_Task to carry out_: Locate the line that contains "target: **grey paving stone**". Copy it and every following line through the end of the records, exactly, and include nothing else.

* * *

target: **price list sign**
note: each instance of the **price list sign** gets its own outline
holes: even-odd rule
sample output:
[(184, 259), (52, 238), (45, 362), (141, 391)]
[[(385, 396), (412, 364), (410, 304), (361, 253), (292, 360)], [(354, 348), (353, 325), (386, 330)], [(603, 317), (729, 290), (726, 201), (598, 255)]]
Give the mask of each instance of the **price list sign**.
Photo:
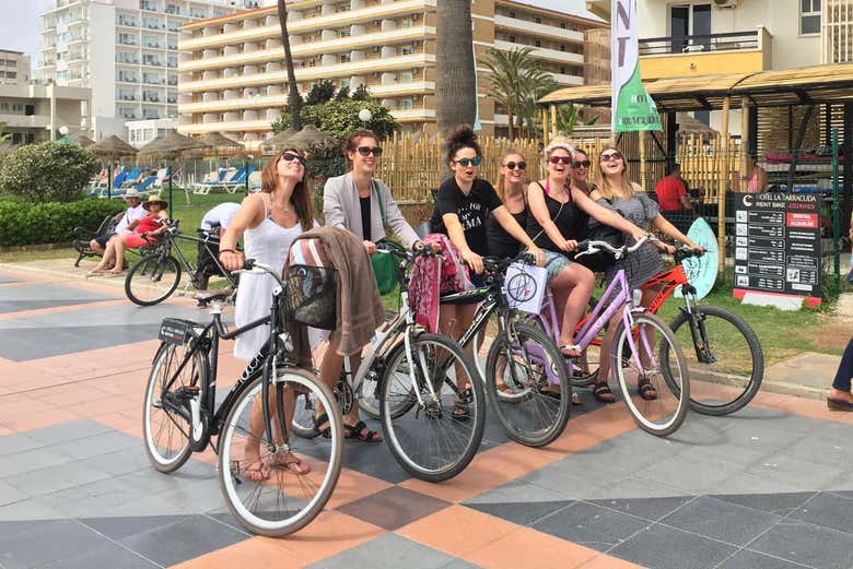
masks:
[(818, 195), (743, 193), (735, 204), (735, 294), (758, 291), (819, 301)]

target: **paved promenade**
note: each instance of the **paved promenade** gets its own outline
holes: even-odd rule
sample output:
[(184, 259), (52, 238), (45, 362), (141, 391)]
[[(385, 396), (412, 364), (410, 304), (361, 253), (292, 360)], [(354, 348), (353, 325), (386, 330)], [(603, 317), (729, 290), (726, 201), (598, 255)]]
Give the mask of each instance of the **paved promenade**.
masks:
[[(586, 391), (547, 449), (489, 418), (471, 465), (439, 485), (347, 441), (327, 510), (270, 540), (227, 514), (210, 455), (162, 475), (142, 449), (157, 324), (207, 313), (139, 308), (82, 274), (0, 265), (2, 569), (853, 567), (853, 414), (816, 399), (833, 358), (770, 369), (748, 408), (691, 414), (668, 439)], [(230, 349), (222, 379), (241, 368)]]

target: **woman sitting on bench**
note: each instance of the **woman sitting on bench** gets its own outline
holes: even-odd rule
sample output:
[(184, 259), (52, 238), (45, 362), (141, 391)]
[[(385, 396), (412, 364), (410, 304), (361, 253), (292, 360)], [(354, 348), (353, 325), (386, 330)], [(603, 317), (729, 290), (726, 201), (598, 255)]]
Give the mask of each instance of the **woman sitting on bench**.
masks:
[[(142, 206), (149, 211), (149, 215), (142, 218), (131, 234), (116, 235), (107, 241), (104, 257), (97, 265), (86, 273), (86, 276), (117, 276), (125, 272), (125, 249), (138, 249), (153, 242), (162, 234), (166, 226), (163, 224), (168, 218), (168, 202), (160, 199), (160, 195), (149, 195)], [(113, 262), (113, 269), (107, 269)]]

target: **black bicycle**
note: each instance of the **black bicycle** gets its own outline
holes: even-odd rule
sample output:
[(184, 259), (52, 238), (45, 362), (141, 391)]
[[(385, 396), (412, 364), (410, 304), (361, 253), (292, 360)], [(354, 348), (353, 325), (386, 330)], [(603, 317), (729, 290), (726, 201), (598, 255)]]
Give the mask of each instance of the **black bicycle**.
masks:
[[(167, 220), (165, 223), (166, 230), (156, 248), (137, 261), (125, 277), (125, 294), (130, 301), (139, 306), (162, 303), (178, 287), (182, 268), (189, 275), (187, 287), (192, 285), (199, 288), (206, 275), (210, 274), (218, 274), (227, 281), (226, 288), (206, 294), (200, 298), (202, 303), (232, 297), (236, 293), (237, 277), (229, 273), (217, 258), (218, 237), (207, 232), (201, 232), (200, 237), (191, 237), (180, 233), (177, 220)], [(196, 265), (187, 259), (178, 241), (192, 242), (203, 250), (206, 254), (201, 263)]]
[[(282, 282), (270, 266), (250, 260), (246, 270), (267, 272), (278, 281), (269, 316), (229, 332), (222, 324), (222, 304), (214, 303), (207, 324), (163, 320), (162, 343), (145, 388), (145, 452), (157, 471), (170, 473), (210, 446), (219, 455), (220, 486), (231, 513), (254, 533), (287, 535), (323, 510), (341, 470), (343, 423), (335, 396), (311, 369), (292, 359), (288, 323), (307, 303), (328, 294), (324, 283), (329, 278), (303, 271), (290, 272)], [(269, 325), (269, 342), (217, 406), (220, 339), (260, 325)], [(327, 410), (329, 439), (290, 436), (285, 426), (297, 394), (311, 395)]]

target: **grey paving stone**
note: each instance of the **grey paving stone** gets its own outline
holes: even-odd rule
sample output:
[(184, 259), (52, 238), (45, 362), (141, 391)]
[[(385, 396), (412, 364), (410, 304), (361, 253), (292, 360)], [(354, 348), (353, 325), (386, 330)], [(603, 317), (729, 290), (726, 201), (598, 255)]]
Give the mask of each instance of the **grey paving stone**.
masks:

* * *

_Answer to the problem_:
target: **grey paving stone**
note: each instance of the **grey paving stone** gets its own outline
holes: even-odd rule
sample output:
[(184, 259), (52, 238), (45, 362), (141, 391)]
[[(385, 396), (412, 364), (410, 304), (361, 253), (292, 360)], [(354, 348), (353, 325), (386, 330)], [(603, 317), (729, 290), (726, 201), (598, 255)]]
Give the mask of each instance of the **grey paving stone**.
masks:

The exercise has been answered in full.